TASKS FOR THIS EXERCISE:
1 > According to the reply in the forum thread about the car papers, how long does getting the BPKB usually take?
2 > From the forum thread about the car papers, repeat the passage from "When I finally" up to and including "other civilised country.", word for word.

EXTRACT TO READ:
________________________
# BPKP-Strange Faktur



## Dr. MichaelBeer (May 21, 2010)

I bought a new Toyota Innova G from PT Agung Automall, Gianyar, Bali, in January 2010. I paid cash Rp. 225,300.000.
In every civilized country if you buy a new car, you get the ownership paper with the vehicle. Here in Indonesia the Buku Pemilik Kendaraan Bermotor (BPKB) takes about 4-5 months till you get it. Can anybody tell me WHY?
When I finally received the BPKB there was a "Faktur" from PT Toyota Astra Motor, Jakarta, attached to it, which shows an amount of Rp 154,391.000. Can anybody explain to me, why there is a difference of about Rp 75 Mio? My letter to Agung Automall has not been answered so far. 
Thanks a lot!


----------



## xklusiv (Jun 16, 2010)

hi there, i think i can answer that question for you.

1. BPKB takes a long time: its usually doesnt take that long. its usually takes about 3 months. you have to understand one thing. Indonesia's is a corrupt country and everything will be made difficult if there is no "Uang Rokok" (ciggy money). and also the system in Indonesia is not as advance as any other civilised country.

2. and the price on the "Faktur" is different than you pay, is because the price on the "Faktur" is only the base price of the car. not including on road tax, and Etc. So it means, the rest of the 75 mil is for tax purposes.

 I hope that helps


----------



## xklusiv (Jun 16, 2010)

sorry...double posting


----------
________________________
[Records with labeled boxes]

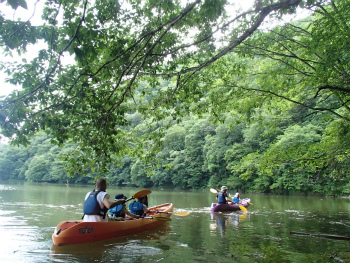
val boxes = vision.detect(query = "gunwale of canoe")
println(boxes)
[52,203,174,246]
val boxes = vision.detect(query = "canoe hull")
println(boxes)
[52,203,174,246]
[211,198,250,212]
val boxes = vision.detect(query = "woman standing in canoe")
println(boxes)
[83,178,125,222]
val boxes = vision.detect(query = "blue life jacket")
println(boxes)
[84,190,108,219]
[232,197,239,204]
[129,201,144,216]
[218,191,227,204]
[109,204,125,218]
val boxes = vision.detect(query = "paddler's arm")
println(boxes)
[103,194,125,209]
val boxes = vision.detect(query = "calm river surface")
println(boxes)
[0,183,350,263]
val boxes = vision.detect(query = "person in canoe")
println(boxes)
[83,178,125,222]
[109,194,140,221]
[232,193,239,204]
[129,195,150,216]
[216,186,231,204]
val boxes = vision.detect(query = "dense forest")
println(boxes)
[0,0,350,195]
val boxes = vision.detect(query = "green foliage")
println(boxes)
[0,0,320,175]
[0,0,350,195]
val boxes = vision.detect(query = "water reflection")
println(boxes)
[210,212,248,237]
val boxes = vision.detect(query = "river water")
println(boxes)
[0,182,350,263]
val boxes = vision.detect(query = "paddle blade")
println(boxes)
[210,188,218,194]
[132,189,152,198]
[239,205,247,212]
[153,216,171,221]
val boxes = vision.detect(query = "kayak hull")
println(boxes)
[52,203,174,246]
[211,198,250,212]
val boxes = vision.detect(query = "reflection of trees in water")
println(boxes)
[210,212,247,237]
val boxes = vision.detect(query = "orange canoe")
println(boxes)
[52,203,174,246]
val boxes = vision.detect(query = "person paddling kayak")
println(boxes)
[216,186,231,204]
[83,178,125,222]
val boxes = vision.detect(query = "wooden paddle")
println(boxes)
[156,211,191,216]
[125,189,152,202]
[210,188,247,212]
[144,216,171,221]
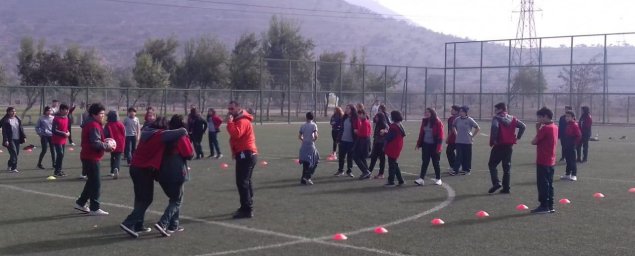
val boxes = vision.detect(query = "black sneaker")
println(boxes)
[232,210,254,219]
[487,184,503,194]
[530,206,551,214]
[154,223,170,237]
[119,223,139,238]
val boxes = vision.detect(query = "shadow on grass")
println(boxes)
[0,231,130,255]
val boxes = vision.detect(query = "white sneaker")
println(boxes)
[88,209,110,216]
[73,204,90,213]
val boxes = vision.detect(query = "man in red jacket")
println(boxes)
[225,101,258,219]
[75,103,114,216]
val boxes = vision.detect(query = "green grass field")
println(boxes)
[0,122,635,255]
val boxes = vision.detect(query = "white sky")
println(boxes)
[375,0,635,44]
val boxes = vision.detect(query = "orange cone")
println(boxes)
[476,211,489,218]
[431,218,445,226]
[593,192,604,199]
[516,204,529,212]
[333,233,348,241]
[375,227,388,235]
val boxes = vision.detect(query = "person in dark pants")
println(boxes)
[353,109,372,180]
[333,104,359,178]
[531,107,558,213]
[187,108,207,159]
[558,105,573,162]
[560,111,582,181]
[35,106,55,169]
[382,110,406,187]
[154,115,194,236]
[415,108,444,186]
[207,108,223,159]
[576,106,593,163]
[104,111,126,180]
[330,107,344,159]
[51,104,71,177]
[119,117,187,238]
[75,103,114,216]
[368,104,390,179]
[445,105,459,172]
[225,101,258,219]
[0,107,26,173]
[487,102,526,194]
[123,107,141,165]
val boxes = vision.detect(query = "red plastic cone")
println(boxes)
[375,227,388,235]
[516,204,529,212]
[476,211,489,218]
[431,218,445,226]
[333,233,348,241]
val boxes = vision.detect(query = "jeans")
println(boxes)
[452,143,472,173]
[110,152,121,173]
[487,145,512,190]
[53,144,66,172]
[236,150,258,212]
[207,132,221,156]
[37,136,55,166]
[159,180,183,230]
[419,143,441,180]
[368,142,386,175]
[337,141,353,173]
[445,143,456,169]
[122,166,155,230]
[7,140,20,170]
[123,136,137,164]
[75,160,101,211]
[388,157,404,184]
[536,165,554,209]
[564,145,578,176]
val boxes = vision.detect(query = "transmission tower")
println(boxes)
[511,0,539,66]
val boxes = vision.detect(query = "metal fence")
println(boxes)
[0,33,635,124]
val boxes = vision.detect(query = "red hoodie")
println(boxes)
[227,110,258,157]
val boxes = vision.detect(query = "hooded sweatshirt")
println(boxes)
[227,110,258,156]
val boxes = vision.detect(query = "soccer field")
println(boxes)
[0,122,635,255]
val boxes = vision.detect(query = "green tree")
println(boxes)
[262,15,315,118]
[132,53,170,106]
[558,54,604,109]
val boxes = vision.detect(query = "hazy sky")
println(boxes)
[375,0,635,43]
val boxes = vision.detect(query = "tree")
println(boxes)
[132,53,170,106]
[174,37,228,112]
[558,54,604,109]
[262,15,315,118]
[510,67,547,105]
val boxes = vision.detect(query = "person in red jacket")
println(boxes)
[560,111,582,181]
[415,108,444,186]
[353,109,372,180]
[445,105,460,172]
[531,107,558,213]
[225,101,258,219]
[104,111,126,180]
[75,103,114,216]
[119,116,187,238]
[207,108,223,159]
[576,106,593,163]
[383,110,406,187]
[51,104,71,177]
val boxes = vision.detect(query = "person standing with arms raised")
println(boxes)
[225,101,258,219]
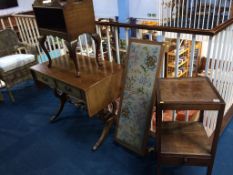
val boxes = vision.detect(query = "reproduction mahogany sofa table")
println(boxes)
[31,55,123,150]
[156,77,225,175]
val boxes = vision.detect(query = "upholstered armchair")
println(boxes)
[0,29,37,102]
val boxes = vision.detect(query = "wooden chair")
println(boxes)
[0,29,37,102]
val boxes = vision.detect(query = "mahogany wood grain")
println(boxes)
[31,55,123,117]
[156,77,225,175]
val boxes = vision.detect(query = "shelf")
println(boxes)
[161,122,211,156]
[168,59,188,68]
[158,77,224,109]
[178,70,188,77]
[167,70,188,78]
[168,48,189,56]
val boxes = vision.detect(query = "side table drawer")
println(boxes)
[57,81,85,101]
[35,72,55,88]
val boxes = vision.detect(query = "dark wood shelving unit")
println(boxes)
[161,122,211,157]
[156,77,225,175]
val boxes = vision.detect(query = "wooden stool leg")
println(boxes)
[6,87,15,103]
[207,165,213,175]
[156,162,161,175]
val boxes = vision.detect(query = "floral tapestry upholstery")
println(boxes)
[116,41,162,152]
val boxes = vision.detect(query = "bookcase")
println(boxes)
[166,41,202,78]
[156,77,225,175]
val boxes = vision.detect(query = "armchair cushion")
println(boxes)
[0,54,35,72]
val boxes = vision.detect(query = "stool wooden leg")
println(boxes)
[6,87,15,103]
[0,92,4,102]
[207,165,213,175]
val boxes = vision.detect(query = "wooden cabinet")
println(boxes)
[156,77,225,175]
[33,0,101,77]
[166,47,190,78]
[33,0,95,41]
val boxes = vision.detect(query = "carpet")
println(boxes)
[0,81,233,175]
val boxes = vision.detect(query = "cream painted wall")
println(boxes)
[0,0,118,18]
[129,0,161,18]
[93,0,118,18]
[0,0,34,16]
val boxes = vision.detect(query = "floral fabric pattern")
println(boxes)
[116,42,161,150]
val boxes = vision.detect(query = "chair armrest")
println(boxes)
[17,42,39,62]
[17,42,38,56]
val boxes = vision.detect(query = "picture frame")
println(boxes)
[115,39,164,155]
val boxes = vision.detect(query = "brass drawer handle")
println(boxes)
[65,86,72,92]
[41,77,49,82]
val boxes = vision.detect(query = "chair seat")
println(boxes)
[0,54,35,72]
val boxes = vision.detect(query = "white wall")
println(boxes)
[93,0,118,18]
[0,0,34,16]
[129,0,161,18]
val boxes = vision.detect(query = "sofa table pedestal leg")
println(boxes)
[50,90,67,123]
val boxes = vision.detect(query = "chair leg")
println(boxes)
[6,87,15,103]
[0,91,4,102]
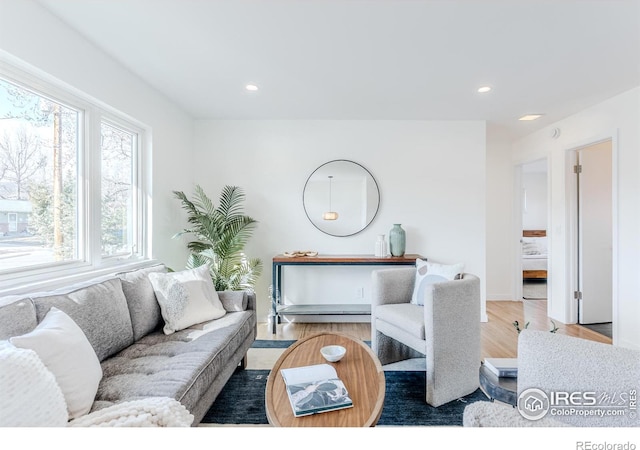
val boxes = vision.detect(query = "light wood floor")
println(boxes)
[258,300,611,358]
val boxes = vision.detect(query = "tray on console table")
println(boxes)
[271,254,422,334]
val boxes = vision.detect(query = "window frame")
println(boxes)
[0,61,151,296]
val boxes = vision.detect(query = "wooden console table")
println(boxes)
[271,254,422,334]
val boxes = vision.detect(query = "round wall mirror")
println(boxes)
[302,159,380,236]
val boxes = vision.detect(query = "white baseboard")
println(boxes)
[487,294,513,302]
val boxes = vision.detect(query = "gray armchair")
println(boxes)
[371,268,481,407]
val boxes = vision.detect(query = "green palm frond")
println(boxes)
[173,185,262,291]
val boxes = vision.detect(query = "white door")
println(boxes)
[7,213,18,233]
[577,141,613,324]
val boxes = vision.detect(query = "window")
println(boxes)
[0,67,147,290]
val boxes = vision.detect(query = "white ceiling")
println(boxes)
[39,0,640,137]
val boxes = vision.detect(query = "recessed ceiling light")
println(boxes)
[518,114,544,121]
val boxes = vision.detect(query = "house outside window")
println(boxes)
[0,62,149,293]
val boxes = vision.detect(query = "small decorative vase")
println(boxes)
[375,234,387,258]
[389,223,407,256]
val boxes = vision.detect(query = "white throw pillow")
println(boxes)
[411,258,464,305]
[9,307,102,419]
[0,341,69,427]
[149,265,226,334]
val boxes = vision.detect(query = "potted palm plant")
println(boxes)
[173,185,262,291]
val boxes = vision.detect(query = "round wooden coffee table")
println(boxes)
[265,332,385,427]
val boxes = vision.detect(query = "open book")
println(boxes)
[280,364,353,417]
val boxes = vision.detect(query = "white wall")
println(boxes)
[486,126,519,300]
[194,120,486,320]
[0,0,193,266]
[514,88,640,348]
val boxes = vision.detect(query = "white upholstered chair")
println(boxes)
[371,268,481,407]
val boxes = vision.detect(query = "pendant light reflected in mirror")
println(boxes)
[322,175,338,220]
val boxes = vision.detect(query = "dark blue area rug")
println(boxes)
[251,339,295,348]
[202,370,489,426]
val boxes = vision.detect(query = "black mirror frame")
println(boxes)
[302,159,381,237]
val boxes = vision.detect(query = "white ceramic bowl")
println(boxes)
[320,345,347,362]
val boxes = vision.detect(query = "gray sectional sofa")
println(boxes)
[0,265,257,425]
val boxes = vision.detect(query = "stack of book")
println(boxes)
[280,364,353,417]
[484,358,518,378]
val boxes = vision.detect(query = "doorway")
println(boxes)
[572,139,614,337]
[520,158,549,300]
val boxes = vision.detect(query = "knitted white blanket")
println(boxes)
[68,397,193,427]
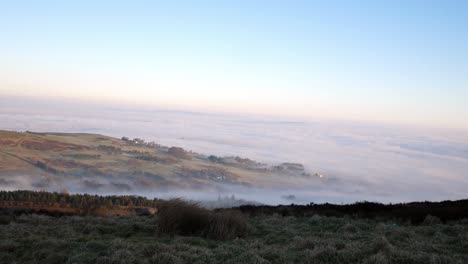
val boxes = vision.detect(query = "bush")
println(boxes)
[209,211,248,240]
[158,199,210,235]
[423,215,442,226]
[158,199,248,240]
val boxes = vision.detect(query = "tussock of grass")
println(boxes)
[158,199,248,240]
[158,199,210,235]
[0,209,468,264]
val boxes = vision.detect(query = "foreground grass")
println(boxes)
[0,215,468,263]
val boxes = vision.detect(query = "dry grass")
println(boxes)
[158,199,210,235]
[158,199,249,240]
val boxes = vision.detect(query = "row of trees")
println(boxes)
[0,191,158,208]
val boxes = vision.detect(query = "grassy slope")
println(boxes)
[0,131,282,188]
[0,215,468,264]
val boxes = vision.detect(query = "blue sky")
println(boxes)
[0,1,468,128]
________________________
TASK-BY-TASK ANSWERS:
1 > About 3 months.

2 >
When I finally received the BPKB there was a "Faktur" from PT Toyota Astra Motor, Jakarta, attached to it, which shows an amount of Rp 154,391.000. Can anybody explain to me, why there is a difference of about Rp 75 Mio? My letter to Agung Automall has not been answered so far. 
Thanks a lot!


----------



## xklusiv (Jun 16, 2010)

hi there, i think i can answer that question for you.

1. BPKB takes a long time: its usually doesnt take that long. its usually takes about 3 months. you have to understand one thing. Indonesia's is a corrupt country and everything will be made difficult if there is no "Uang Rokok" (ciggy money). and also the system in Indonesia is not as advance as any other civilised country.